§ Supplied information:
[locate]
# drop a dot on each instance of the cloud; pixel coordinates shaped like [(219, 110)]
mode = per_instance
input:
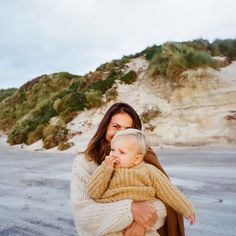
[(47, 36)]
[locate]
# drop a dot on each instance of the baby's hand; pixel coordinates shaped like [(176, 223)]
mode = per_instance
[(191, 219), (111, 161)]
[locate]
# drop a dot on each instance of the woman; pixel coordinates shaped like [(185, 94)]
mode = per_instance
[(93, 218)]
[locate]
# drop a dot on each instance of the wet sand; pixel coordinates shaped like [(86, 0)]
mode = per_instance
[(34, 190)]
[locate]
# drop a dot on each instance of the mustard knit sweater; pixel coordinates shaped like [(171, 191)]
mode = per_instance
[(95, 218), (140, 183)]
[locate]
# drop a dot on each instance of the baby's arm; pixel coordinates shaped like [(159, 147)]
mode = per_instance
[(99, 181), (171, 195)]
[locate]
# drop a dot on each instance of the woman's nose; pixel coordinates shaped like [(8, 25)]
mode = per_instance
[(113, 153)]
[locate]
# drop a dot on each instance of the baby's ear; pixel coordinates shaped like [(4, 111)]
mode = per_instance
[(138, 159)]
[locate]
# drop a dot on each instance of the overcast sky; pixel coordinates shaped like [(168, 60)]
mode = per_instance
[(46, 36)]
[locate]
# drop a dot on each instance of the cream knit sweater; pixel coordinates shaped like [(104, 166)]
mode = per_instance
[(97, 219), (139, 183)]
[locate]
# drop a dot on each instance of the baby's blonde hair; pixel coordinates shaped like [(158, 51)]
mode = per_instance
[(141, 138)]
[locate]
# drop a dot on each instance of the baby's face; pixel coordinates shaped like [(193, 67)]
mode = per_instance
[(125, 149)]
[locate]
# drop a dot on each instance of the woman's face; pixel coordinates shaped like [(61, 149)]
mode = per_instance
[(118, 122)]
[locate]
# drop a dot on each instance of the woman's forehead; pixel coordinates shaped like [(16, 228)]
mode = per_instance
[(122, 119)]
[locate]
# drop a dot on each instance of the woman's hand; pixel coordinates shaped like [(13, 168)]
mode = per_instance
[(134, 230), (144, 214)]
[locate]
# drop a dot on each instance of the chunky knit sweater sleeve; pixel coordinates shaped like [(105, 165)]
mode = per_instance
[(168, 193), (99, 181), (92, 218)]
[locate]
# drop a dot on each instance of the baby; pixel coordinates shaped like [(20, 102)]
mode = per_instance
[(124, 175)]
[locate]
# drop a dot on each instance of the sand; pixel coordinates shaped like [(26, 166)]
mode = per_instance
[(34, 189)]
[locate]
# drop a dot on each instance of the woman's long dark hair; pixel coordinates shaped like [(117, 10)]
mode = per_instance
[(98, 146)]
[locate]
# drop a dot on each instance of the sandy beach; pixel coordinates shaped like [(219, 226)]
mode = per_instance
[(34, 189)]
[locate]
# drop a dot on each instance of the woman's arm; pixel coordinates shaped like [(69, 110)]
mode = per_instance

§ Assignment:
Without the pictures, write out every entry precisely as it appears.

§ Response:
[locate]
# drop a dot on each instance of the cloud; pixel coordinates shaped like [(219, 110)]
mode = per_instance
input:
[(47, 36)]
[locate]
# drop a dot on each instance of the baby's hand; pixel coordinates shaped like [(176, 223)]
mode = per_instance
[(191, 219), (111, 161)]
[locate]
# drop a dot on each instance of the woman; pixel coordinates shaped like [(185, 94)]
mode = per_instance
[(93, 218)]
[locate]
# drop a dot on each instance of the wet sand; pixel coordinates shaped like [(86, 0)]
mode = per_instance
[(34, 190)]
[locate]
# drop a dot on each instance of the mustard knit sweater; pixel coordinates shaped like [(171, 191)]
mode = per_instance
[(95, 218), (140, 183)]
[locate]
# drop a dot on each instance of the baby's arm; pixel coordinates shaped like [(159, 147)]
mode = per_instance
[(99, 181), (171, 195)]
[locate]
# drop a dot on each instance of the woman's nose; pixel coordinates shaped like [(8, 25)]
mode = per_instance
[(113, 153)]
[locate]
# drop a dot on each instance of the baby's ear; pixel coordinates shaped like [(4, 111)]
mode = per_instance
[(138, 159)]
[locate]
# drop a dot on each instance of the overcast sky; pixel coordinates shaped like [(168, 60)]
mode = per_instance
[(46, 36)]
[locate]
# drop a dot on each instance of the cream knit sweater; pixel coordinates shaped like [(104, 166)]
mode = per_instance
[(97, 219), (139, 183)]
[locate]
# drop a dot on each instance of the baby's blonde hair; pixel coordinates shaped like [(158, 51)]
mode = per_instance
[(141, 138)]
[locate]
# drop a dot on each instance of the baby's face; pixel coordinates shaped like [(193, 67)]
mode = per_instance
[(125, 149)]
[locate]
# drop a dot on each instance of the woman's face; pixel coordinates shaped like [(61, 149)]
mode = per_instance
[(118, 122)]
[locate]
# drop a dot on each instance of the woman's forehead; pixel coordinates shaped like [(16, 228)]
mode = per_instance
[(122, 119)]
[locate]
# drop a dot on each instance of the woman's hand; pixel coordinates shaped like [(13, 168)]
mode = per_instance
[(134, 230), (144, 214)]
[locate]
# drop a dot on each instance of the chunky knit sweater sleeve; pixel coordinates shaped like [(105, 165)]
mode = per_instance
[(168, 193), (99, 181), (92, 218)]
[locate]
# drop a dot on each instance of the baby; pixel coordinates shaped like [(20, 102)]
mode = per_instance
[(124, 175)]
[locate]
# drop a dot on each instance of the sand; pixel coordinates shaped like [(26, 166)]
mode = per_instance
[(34, 189)]
[locate]
# drop a dot on each instance of the woman's long dark hair; pixel coordinates shaped like [(117, 10)]
mode = per_instance
[(98, 146)]
[locate]
# drop a dot on each instance of the sandy beach; pixel coordinates shaped like [(219, 226)]
mode = per_instance
[(34, 189)]
[locate]
# drop a dot on each instance of the woman's arm; pixel coordinates shaped like [(69, 110)]
mode = per_instance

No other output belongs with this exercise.